> THE TASK: Reproduce each of the entries below verbatim, preserving every line without alteration.

> SOURCE RECORDS:
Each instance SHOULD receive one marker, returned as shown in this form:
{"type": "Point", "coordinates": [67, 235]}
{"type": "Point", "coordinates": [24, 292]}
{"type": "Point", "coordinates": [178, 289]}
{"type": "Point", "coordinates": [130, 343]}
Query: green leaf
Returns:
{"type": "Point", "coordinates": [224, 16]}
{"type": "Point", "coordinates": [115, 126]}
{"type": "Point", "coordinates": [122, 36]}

> FULL RESPONSE:
Each instance SHOULD receive one marker, returned as shown in this form:
{"type": "Point", "coordinates": [67, 235]}
{"type": "Point", "coordinates": [24, 292]}
{"type": "Point", "coordinates": [178, 289]}
{"type": "Point", "coordinates": [130, 343]}
Query: green leaf
Returns:
{"type": "Point", "coordinates": [224, 16]}
{"type": "Point", "coordinates": [115, 126]}
{"type": "Point", "coordinates": [122, 36]}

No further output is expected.